## YOUR GOAL:
Rewrite the data below so that "clipped instance" becomes "partly hidden instance" at every occurrence, leaving all other text unchanged.

## RECORDS SUPPLIED:
* START *

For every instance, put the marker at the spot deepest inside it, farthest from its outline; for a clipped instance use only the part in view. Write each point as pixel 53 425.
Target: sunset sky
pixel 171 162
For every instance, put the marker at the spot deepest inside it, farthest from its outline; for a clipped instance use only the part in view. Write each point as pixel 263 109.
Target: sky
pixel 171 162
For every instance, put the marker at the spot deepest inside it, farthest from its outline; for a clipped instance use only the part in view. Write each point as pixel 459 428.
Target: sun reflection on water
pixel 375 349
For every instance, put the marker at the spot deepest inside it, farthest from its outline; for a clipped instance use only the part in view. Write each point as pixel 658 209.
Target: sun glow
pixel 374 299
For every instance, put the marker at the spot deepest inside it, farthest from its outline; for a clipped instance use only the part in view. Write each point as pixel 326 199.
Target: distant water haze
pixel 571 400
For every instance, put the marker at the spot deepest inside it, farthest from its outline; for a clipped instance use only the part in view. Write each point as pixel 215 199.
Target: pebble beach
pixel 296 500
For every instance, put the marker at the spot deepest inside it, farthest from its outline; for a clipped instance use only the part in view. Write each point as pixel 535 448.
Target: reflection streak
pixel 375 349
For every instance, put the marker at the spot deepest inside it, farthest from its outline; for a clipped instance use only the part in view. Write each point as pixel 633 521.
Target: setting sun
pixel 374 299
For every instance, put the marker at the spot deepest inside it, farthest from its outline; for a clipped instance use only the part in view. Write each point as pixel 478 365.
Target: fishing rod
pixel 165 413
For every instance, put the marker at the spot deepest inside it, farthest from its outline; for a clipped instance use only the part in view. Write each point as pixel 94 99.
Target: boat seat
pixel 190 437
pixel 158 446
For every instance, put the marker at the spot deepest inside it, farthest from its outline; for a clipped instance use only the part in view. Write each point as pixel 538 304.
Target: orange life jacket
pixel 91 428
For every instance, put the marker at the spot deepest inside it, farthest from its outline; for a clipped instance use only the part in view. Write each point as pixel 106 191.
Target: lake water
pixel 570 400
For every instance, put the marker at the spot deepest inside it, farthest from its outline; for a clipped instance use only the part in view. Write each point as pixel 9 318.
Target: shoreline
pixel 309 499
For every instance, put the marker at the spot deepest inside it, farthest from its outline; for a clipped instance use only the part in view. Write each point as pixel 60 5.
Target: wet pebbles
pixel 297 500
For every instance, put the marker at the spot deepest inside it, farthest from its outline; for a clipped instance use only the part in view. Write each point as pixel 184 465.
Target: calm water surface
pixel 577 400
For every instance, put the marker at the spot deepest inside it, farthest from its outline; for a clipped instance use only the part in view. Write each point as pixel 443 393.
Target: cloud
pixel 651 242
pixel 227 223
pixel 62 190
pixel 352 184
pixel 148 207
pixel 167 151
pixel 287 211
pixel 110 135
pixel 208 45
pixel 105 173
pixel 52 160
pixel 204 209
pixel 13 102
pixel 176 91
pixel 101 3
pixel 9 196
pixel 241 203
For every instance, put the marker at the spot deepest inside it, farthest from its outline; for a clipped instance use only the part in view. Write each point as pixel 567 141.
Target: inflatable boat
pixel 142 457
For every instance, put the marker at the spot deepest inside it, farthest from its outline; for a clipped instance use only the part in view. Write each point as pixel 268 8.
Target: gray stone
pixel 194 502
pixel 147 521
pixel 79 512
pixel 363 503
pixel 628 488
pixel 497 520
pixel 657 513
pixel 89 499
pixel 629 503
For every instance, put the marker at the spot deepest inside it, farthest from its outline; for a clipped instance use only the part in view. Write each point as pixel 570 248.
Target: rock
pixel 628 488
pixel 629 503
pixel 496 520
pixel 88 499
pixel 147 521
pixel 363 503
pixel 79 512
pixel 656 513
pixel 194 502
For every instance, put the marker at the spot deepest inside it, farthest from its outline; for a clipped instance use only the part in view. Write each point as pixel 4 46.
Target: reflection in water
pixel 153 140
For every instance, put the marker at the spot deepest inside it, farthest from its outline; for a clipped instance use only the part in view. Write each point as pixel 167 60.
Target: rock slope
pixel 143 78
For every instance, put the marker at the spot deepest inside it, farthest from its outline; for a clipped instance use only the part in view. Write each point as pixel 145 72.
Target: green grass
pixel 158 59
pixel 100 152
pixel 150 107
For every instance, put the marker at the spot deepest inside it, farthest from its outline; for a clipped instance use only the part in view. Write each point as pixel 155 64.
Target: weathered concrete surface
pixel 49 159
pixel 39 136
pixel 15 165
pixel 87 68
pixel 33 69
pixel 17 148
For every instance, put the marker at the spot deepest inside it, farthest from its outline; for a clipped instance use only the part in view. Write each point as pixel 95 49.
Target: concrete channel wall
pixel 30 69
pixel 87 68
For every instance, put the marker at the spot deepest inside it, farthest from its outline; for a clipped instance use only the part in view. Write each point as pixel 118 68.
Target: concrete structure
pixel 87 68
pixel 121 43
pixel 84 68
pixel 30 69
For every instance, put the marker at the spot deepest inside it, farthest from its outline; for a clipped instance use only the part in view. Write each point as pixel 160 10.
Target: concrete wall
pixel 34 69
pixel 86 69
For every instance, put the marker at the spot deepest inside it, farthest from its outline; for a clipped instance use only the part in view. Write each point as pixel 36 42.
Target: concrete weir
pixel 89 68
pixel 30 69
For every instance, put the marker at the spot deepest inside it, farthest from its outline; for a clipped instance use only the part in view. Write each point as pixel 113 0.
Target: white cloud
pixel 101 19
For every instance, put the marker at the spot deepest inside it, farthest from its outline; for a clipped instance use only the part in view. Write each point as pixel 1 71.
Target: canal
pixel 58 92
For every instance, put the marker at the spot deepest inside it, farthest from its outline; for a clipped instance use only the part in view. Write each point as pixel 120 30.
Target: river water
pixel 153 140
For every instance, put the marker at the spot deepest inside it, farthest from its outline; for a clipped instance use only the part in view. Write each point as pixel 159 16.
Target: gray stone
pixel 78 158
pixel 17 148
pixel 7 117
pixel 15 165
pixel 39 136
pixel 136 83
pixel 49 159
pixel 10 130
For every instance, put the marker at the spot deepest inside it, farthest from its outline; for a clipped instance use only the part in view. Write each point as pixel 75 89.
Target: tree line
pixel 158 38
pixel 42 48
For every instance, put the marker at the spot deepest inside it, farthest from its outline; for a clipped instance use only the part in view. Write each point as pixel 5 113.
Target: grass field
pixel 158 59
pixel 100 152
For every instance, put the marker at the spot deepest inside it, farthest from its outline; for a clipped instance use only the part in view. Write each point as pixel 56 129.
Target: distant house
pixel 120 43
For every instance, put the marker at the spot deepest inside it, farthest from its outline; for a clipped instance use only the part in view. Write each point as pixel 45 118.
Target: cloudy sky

* END *

## PROBLEM SOLUTION:
For every instance, put the marker at the spot deepest inside it, farthest from its outline; for a partly hidden instance use only the part in view. Write each point as pixel 53 425.
Target: sunset sky
pixel 171 162
For every instance, put the marker at the spot deepest inside it, farthest from its outline; for a partly hidden instance use only the part in view. Write each point as pixel 263 109.
Target: sky
pixel 171 162
For every instance, put the marker at the spot deepest inside it, farthest from its outline; for a partly hidden instance use only the part in view. Write each point as pixel 459 428.
Target: sun reflection on water
pixel 375 349
For every instance, put the marker at the spot deepest inside it, farthest from its outline; for a partly hidden instance use only the part in view. Write each point as pixel 658 209.
Target: sun glow
pixel 374 299
For every instance, put the marker at the spot deepest inside it, farthest from its outline; for a partly hidden instance use only the part in view. Write each point as pixel 326 199.
Target: distant water haze
pixel 571 400
For every instance, put the marker at the spot deepest inside it, farthest from its outline; for a partly hidden instance use only the part in view. Write each point as pixel 215 199.
Target: pebble beach
pixel 296 500
For every instance, put the marker at the spot deepest inside it, farthest from its outline; for a partly hidden instance use only the part in view. Write each point as pixel 535 448.
Target: reflection streak
pixel 375 349
For every instance, put the marker at the spot deepest inside it, farthest from its outline; for a partly hidden instance use only the part in view. Write each point as pixel 633 521.
Target: setting sun
pixel 374 299
For every instance, put the marker at the spot deepest inside it, farthest from its outline; for a partly hidden instance use only the part in view. Write each point as pixel 478 365.
Target: fishing rod
pixel 165 413
For every instance, put the marker at the spot deepest inside it, farthest from its outline; for a partly hidden instance use only the part in view. Write each point as pixel 94 99.
Target: boat seat
pixel 190 437
pixel 158 446
For every instance, put the marker at the spot deepest inside it, farthest from its outline; for a partly hidden instance use only the part in view. Write each point as pixel 538 304.
Target: orange life jacket
pixel 91 428
For every instance, put the marker at the spot deepest inside it, farthest from its outline; for a partly hidden instance use only the part in view. Write each point as pixel 106 191.
Target: lake water
pixel 570 400
For every instance, put the marker at the spot deepest inside it, farthest from its outline; for a partly hidden instance use only the part in view. Write each point as pixel 9 318.
Target: shoreline
pixel 309 499
For every instance, put the marker at the spot deepest inside it, farthest from its outline; for a partly hidden instance use only the part in view. Write each point as pixel 60 5.
Target: wet pebbles
pixel 297 500
For every instance, put the marker at the spot deepest inside it, farthest from its outline; for a partly hidden instance use only the part in view. Write each point as pixel 184 465.
Target: calm water surface
pixel 577 400
For every instance, put the marker at the spot deepest inside it, farthest from its outline; for a partly hidden instance use only the part in view. Write each point as pixel 443 393.
Target: cloud
pixel 651 242
pixel 227 223
pixel 62 190
pixel 352 184
pixel 148 207
pixel 167 151
pixel 287 211
pixel 110 135
pixel 208 45
pixel 105 173
pixel 52 160
pixel 204 209
pixel 13 102
pixel 176 91
pixel 101 3
pixel 9 196
pixel 241 203
For every instance, put the marker at the spot deepest inside it, farthest from its outline; for a partly hidden instance use only the part in view. Write each point as pixel 567 141.
Target: inflatable boat
pixel 142 457
For every instance, put the marker at the spot deepest inside it, farthest from its outline; for a partly hidden instance use only the part in view. Write each point as pixel 268 8.
Target: gray stone
pixel 194 502
pixel 147 521
pixel 79 512
pixel 363 503
pixel 628 488
pixel 497 520
pixel 657 513
pixel 89 499
pixel 629 503
For every instance, put the marker at the spot deepest inside it, farthest from its outline; for a partly hidden instance use only the part in view. Write each point as pixel 570 248.
Target: rock
pixel 628 488
pixel 629 503
pixel 496 520
pixel 88 499
pixel 147 521
pixel 363 503
pixel 79 512
pixel 656 513
pixel 194 502
For every instance, put the marker at the spot deepest inside it, farthest from its outline; for a partly hidden instance use only the part in view. Write each point as pixel 4 46.
Target: reflection in water
pixel 153 140
For every instance, put the marker at the spot deepest inside it, farthest from its outline; for a partly hidden instance use only the part in view. Write each point as pixel 167 60.
Target: rock slope
pixel 143 78
For every instance, put the marker at the spot deepest inside it, farthest from its outline; for a partly hidden instance use only the part in view. Write each point as pixel 145 72.
Target: green grass
pixel 158 59
pixel 100 152
pixel 150 107
For every instance, put the marker at the spot deepest inside it, farthest from its outline; for a partly hidden instance use only the part in view. Write each point as pixel 155 64.
Target: weathered concrete surface
pixel 49 159
pixel 39 136
pixel 15 165
pixel 87 68
pixel 33 69
pixel 17 148
For every instance, put the marker at the spot deepest inside it, farthest from its outline; for a partly hidden instance use only the part in view. Write each point as pixel 95 49.
Target: concrete channel wall
pixel 30 69
pixel 87 68
For every instance, put the marker at the spot deepest inside it, farthest from its outline; for a partly hidden instance use only the part in view. Write each point as pixel 118 68.
Target: concrete structure
pixel 87 68
pixel 121 43
pixel 84 68
pixel 30 69
For every instance, put the marker at the spot deepest inside it, farthest from its outline; for a partly hidden instance use only the part in view. Write each point as pixel 160 10.
Target: concrete wall
pixel 34 69
pixel 86 69
For every instance, put the marker at the spot deepest inside it, farthest from its outline; for a partly hidden instance use only the part in view. Write each point as pixel 36 42.
Target: concrete weir
pixel 89 68
pixel 30 69
For every instance, put the marker at the spot deepest inside it, farthest from its outline; for a partly hidden instance use only the part in view. Write each point as pixel 113 0.
Target: white cloud
pixel 101 19
For every instance, put the marker at the spot deepest inside it, farthest from its outline; for a partly hidden instance use only the part in view. Write each point as pixel 1 71.
Target: canal
pixel 58 92
For every instance, put the marker at the spot deepest inside it, farthest from its outline; for a partly hidden instance use only the part in view. Write each point as pixel 120 30.
Target: river water
pixel 153 140
For every instance, put the marker at the spot deepest inside it, farthest from its outline; for a partly hidden instance use only the part in view. Write each point as pixel 159 16.
Target: gray stone
pixel 78 158
pixel 17 148
pixel 7 117
pixel 15 165
pixel 39 136
pixel 136 83
pixel 49 159
pixel 10 130
For every instance, put the marker at the spot deepest inside it, farthest from its outline; for a partly hidden instance use only the part in view. Write each point as pixel 75 89.
Target: tree line
pixel 158 38
pixel 42 48
For every instance, put the marker at the spot deepest inside it, farthest from its outline; for a partly hidden instance use only the part in view. Write each point as pixel 5 113.
Target: grass field
pixel 158 59
pixel 100 152
For every instance, put the marker at the spot deepest inside it, farthest from its outline; for a partly hidden instance use only the part in view. Write each point as pixel 56 129.
Target: distant house
pixel 120 43
For every instance, put the marker at the spot deepest inside it, farthest from its outline; for a partly hidden instance use only the part in view. Write each point as pixel 45 118.
Target: cloudy sky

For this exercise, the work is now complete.